** Short task **
Copy out exactly each line from the line with "of the forest" through the last line of the material below.

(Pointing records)
>> Start
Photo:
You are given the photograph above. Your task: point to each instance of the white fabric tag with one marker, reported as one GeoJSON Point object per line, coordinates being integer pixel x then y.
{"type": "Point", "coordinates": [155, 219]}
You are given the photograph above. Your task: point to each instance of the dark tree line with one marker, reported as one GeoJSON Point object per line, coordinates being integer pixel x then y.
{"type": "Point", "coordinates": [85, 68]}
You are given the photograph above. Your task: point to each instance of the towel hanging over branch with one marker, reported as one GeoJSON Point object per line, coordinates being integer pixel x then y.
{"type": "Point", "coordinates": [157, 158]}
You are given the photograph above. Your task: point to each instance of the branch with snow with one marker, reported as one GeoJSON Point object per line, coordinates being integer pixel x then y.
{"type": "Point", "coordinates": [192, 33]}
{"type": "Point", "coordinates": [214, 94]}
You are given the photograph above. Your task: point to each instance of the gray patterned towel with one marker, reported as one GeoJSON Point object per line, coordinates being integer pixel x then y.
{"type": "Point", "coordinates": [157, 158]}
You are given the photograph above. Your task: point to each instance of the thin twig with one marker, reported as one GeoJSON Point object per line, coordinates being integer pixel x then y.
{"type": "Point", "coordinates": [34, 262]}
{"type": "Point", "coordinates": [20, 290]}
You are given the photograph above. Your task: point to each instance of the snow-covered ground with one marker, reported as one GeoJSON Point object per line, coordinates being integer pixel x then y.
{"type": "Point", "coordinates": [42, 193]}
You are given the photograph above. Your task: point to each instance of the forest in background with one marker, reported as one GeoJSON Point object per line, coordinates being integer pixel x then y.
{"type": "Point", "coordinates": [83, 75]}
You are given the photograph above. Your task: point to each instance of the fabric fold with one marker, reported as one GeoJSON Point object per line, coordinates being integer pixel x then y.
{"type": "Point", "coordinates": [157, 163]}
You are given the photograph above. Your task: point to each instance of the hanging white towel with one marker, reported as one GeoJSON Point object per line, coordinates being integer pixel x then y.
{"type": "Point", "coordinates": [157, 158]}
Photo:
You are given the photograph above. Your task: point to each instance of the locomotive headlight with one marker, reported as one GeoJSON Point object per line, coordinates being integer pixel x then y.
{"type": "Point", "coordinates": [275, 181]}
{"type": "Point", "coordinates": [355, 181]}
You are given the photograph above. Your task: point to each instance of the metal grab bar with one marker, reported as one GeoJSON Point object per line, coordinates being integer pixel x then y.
>> End
** Solution **
You are given the photograph above. Your task: point to each instance of the forest in background with one marker, reported as one GeoJSON Point object per line, coordinates being integer pixel x then y.
{"type": "Point", "coordinates": [83, 75]}
You are given the photograph above. Your task: point to each instance of the fabric fold with one marker, reported as one GeoJSON Point object per line, coordinates being integer pixel x then y.
{"type": "Point", "coordinates": [157, 163]}
You are given the photograph above. Your task: point to each instance of the hanging white towel with one marker, reported as one GeoJSON Point object per line, coordinates being integer pixel x then y.
{"type": "Point", "coordinates": [157, 158]}
Photo:
You are given the photograph above. Your task: point to each instance of the locomotive headlight with one marker, reported as one GeoJSON Point object per line, coordinates being integer pixel x then y.
{"type": "Point", "coordinates": [275, 181]}
{"type": "Point", "coordinates": [355, 181]}
You are given the photograph above. Your task: point to each instance of the metal grab bar with one marker, reported as one GeoJSON Point object per line, coordinates being integer pixel x then y.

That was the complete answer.